Prossiga o texto sobre as promessas de João Doria para a segurança pública em São Paulo, começando logo após a última frase apresentada.

● **Trecho fornecido**
· · · · · · ·

Após sete meses à frente do Palácio dos Bandeirantes, João Doria (PSDB) ainda não tirou do papel mais da metade das promessas que fez para reduzir a violência e a criminalidade em São Paulo.

A segurança pública foi a grande aposta da campanha tucana ao governo do estado e é uma das bandeiras do ex-prefeito para disputar a sucessão de Jair Bolsonaro (PSL) na presidência, em 2022.

Entrega das novas viaturas da PM em Piracicaba
Entrega das novas viaturas da PM em Piracicaba - Divulgação/Governo do Estado de São Paulo

Folha mapeou 22 metas para a área anunciadas por Doria. Até agora, só duas foram totalmente implementadas: criar um aplicativo chamado SOS Mulher, que prioriza atendimento policial às vítimas com medidas protetivas, e manter a queda nos índices de homicídio —o primeiro semestre teve 1.332 homicídios, o menor número de casos para o período na série histórica, iniciada em 2001. O índice é de 5,5 casos por 100 mil habitantes, o menor do país (posto que o estado ocupa desde 2015).

Continuam na gaveta propostas como integrar as polícias, abrir dez novos Deics (departamentos de combate ao crime organizado) e expandir o programa de monitoramento de câmeras para todas as regiões do estado.

Doria também afirmou que uma das suas primeiras providências na cadeira seria aumentar o salário das polícias para o segundo maior do país —o estado ocupa as últimas posições do ranking e a defasagem é motivo de racha com a categoria.

Segundo a Secretaria da Segurança Pública, a recomposição salarial será feita ao longo dos quatro anos de mandato, e detalhes da medida devem ser anunciados no fim de outubro.

Para cumprir outra meta, a de reformar quartéis e delegacias, Doria tem buscado o apoio da iniciativa privada. As obras de 120 distritos policiais, ou 9% do total, deveriam ter começado em julho. Em abril, a laje do 68º DP (Lajeado) caiu sobre duas viaturas.

O governador também pretende levar o padrão Poupatempo às delegacias, com agendamento online de dia e horário para a vítima comparecer à unidade. O sistema, no entanto, não foi implementado. Doria comprou ainda 1.226 novos carros para a PM, mas as viaturas não são blindadas, como prometido.

· · · · · · ·

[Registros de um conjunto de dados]
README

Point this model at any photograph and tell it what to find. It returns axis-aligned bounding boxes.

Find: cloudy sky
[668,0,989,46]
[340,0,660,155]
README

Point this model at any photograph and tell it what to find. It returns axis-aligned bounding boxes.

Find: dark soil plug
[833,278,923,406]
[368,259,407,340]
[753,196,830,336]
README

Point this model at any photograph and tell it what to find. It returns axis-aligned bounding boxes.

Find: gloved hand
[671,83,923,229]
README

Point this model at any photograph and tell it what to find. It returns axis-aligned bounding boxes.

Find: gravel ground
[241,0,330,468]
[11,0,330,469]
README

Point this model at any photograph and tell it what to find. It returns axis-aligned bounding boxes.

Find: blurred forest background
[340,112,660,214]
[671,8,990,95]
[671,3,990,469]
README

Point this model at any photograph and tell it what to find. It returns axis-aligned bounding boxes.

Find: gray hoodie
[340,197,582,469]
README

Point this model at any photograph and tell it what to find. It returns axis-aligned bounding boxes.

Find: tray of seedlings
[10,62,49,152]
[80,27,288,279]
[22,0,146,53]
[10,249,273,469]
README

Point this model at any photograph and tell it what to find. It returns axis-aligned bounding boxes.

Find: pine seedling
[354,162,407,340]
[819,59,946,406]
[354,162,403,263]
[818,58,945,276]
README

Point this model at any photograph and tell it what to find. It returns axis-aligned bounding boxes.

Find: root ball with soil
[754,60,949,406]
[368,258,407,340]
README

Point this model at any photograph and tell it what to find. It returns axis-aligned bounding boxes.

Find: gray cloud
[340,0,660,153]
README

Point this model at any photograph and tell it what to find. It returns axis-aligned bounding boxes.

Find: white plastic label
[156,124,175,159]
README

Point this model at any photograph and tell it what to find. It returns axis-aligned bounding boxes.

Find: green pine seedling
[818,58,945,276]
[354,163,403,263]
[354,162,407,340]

· · · · · · ·

● **Resposta da tarefa**
O governador João Doria na reunião do conselho de coronéis da Polícia Militar
O governador João Doria na reunião do conselho de coronéis da Polícia Militar - Divulgação/Governo do Estado de São Paulo

A lista de promessas inclui novas armas para os agentes. A compra, porém, continua em fase de licitação, segundo a pasta. 

Para os presídios, o tucano propõe que não haja mais “saidinhas” de presos e que a maioridade penal seja reduzida. As ideias, no entanto, estão além da caneta do governador e dependem do Congresso. 

Doria também disse que queria ver todos os detentos trabalhando —hoje, 41,3% do total de presos com condenação em definitivo têm atividades; a lei de execuções penais determina que apenas esses podem trabalhar. 

Outras seis promessas começaram a ser colocadas em prática. A exemplo da inauguração de quatro novos Baeps (Batalhões de Ações Especiais de Polícia) dos 22 prometidos e da contratação de 1.039 policiais — Doria falou que irá contratar 13 mil PMs e 8.000 policiais civis.

O Dronepol foi instituído como programa de policiamento com drone em abril deste ano. Por enquanto, são 15 núcleos operacionais e outros 56 devem estar funcionando até o fim do ano, segundo a gestão, que não detalhou em que operações os equipamentos estão sendo usados.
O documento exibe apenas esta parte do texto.